SOURCE DOCUMENT:
○ ○ ○ ○ ○ ○ ○
First, I consider the etymology.
From the standpoint of Indo-European linguistics, the Greek adjective homoios (ὁμοῖος) derives from a prototypical form *somo-, with the meaning ‘same as’. [5] The English adjective same is derived from this same prototypical form. Another derivative is the Latin adjective similis, meaning ‘same as’ or ‘similar to’. In the usage of both Latin similis and Greek homoios (ὁμοῖος), the same semantic principle applies: for X to be similar to Y is for it to be the same as Y in some respect, which is Z. Here I am agreeing with Pucci when he says that “ὁμοῖος can suggest both similarity and identity.” [6] Further, for X to be the same as Y is for it to be one with Y in respect to Z. That is because the Indo-European root *som– of *somo– ‘same as’ means ‘one’, as we see in such forms as the Latin adverb semel ‘one time’. And the idea of ‘one’ in words like English same has to do with an act of comparing. When we compare things, what is the ‘same as’ something else in some respect becomes ‘one with’ that something in that respect, as we see in the usage of Latin similis. What is similis ‘similar’ to something else in some respect is ‘one with’ that something in that respect. Similarly in the case of the Greek adjective homoios (ὁμοῖος), it refers to something that is ‘one with’ and therefore ‘the same as’ something else in some respect. And, as we will see later, if something else is not the same, then it is alloios (ἀλλοῖος) ‘a different kind’, which is the opposite of homoios (ὁμοῖος) or ‘the same kind’. As we will also see later, the extension –ios (-ιος) of the two adjectives homoios (ὁμοῖος) ‘the same kind’ and alloios (ἀλλοῖος) ‘a different kind’ is parallel to the extension –ios (-ιος) of the adjectives hoios (oἷος) ‘what kind’ and toios (τοῖος) ‘that kind’.
Next, I consider the contexts of homoios (ὁμοῖος) in Homeric and Hesiodic diction.
I start with a basic observation. When homoios (ὁμοῖος) as an adjective describing a noun X is combined with the dative case of a noun Y, then X is ‘the same as’ Y with respect to Z. Another way to say it is that X is ‘equal to’ Y with respect to Z. And the ‘Z’ can be indicated in any one of three different ways: an accusative of respect, an epexegetical infinitive, or a prepositional phrase. [7] Here are three examples that match these three different ways (numbers 02, 03, and 04): {154|155}

02)     ἔνθ’ οὔ τίς ποτε μῆτιν ὁμοιωθήμεναι ἄντην
ἤθελ’, ἐπεὶ μάλα πολλὸν ἐνίκα δῖος Ὀδυσσεύς

Back then, there was nobody who would set himself up as equal to [homoios] him [= Odysseus] in craft,
no, nobody would be willing to do so, since radiant Odysseus was so much better.
○ ○ ○ ○ ○ ○ ○
DATA EXTRACT:
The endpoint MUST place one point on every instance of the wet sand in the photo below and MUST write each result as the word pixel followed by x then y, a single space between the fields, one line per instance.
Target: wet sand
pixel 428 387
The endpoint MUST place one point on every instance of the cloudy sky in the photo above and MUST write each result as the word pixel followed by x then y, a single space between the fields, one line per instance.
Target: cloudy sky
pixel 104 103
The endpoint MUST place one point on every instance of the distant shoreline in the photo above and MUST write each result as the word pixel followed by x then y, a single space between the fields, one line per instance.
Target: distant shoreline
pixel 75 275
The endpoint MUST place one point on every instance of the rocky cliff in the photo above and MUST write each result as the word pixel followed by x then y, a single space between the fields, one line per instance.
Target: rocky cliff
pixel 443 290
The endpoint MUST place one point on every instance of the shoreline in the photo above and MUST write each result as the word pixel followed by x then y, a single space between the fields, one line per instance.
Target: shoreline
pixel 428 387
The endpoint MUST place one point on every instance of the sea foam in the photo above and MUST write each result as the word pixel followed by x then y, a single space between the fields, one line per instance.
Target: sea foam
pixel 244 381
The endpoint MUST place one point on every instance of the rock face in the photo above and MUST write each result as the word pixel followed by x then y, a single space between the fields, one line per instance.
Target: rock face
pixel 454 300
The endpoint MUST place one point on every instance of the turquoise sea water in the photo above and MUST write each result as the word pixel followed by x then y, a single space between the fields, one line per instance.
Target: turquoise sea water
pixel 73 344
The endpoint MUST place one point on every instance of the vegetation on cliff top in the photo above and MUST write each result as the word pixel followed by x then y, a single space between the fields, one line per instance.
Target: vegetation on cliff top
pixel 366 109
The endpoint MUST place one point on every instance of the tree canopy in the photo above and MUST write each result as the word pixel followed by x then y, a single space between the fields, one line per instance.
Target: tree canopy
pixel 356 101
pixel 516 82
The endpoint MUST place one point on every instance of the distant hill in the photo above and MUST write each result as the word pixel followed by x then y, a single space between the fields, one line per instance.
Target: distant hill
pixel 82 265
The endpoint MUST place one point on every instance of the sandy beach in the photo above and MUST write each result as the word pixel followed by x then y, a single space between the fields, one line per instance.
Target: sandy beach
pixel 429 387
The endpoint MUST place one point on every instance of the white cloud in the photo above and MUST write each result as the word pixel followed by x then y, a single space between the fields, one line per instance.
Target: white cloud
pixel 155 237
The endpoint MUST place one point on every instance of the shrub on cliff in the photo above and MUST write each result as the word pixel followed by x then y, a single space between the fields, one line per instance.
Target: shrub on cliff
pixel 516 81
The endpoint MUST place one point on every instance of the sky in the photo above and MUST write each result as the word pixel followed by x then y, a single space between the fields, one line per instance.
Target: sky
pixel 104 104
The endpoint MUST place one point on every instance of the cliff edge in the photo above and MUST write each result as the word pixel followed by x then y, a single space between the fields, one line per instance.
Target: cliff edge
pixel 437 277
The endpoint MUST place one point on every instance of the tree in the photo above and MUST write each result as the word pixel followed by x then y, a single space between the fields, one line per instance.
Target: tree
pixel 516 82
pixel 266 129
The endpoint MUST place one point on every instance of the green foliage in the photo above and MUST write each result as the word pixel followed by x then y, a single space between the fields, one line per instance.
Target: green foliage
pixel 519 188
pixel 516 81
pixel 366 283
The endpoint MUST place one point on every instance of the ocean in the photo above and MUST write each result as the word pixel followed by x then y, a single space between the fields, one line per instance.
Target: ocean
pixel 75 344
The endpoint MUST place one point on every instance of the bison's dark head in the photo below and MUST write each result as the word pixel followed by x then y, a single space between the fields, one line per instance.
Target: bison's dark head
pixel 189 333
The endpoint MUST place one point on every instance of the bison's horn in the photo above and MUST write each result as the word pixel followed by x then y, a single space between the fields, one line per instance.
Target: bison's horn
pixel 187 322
○ ○ ○ ○ ○ ○ ○
JOB 1: List the ways, as the passage on the etymology and usage of homoios gives them, in which the respect Z can be indicated when homoios is combined with the dative of a noun.
JOB 2: Continue the passage on homoios, picking up right after the English translation of example 02.

EXERCISE RESPONSE 1:
an accusative of respect
an epexegetical infinitive
a prepositional phrase

EXERCISE RESPONSE 2:
Odyssey iii 120-121
03)     τῷ δ’ οὔ πώ τις ὁμοῖος ἐπιχθόνιος γένετ’ ἀνὴρ
κοσμῆσαι ἵππους τε καὶ ἀνέρας ἀσπιδιώτας·

Never before had there been a mortal man who was equal to [homoios] him [= Menestheus]
in marshalling the horse-drawn chariot teams and the shield-bearing warriors.

Iliad II 553-554
04)     ὦ φίλοι Ἀργείων ὅς τ’ ἔξοχος ὅς τε μεσήεις
ὅς τε χερειότερος, ἐπεὶ οὔ πω πάντες ὁμοῖοι
ἀνέρες ἐν πολέμῳ, νῦν ἔπλετο ἔργον ἅπασι·

My dear friends! You who are top-rank, and you who are middle-rank,
and you who are of lower rank – I say this because it has never yet happened that all men are equal [homoioi]
men in war – now is the time when everybody has work to do.

Iliad XII 269-271
As we see from each of the three examples I have just quoted, each occurrence of homoios, which I translated each time as ‘equal’, has to do with an act of comparing, where X is compared to Y in respect to Z. And, in each of these examples, the point that is being made is that someone is superior to all others, who therefore cannot be that someone’s equal.
Claims of superiority can be contested, however, as we see in the following three examples (numbers 05, 06, and 07):

05)     στυγέῃ δὲ καὶ ἄλλος
ἶσον ἐμοὶ φάσθαι καὶ ὁμοιωθήμεναι ἄντην.

… so that any one else will draw back
from saying that he is equal to [isos] me [=Agamemnon] and from making himself equal to [homoios] me face to face.

Iliad I 186-187

{155|156} Here we see Agamemnon in the act of showing off his political power to Achilles and threatening to show off that same power, which is based on his social status, to anyone else who dares to challenge him. The adjective isos here, which means ‘equal’, is synonymous with homoios, which I translate also as ‘equal’ here. The point being made by the figure of Agamemnon is that nobody is his equal, not even Achilles. To put it another way, we can say that Agamemnon is claiming that nobody is his peer, that he is peerless. But this claim of Agamemnon can be contested, as we see from the next example, featuring words spoken by the figure of Nestor:

06)     μήτε σὺ Πηλείδη ’θελ’ ἐριζέμεναι βασιλῆϊ
ἀντιβίην, ἐπεὶ οὔ ποθ’ ὁμοίης ἔμμορε τιμῆς
σκηπτοῦχος βασιλεύς, ᾧ τε Ζεὺς κῦδος ἔδωκεν.
εἰ δὲ σὺ καρτερός ἐσσι θεὰ δέ σε γείνατο μήτηρ,
ἀλλ’ ὅ γε φέρτερός ἐστιν ἐπεὶ πλεόνεσσιν ἀνάσσει.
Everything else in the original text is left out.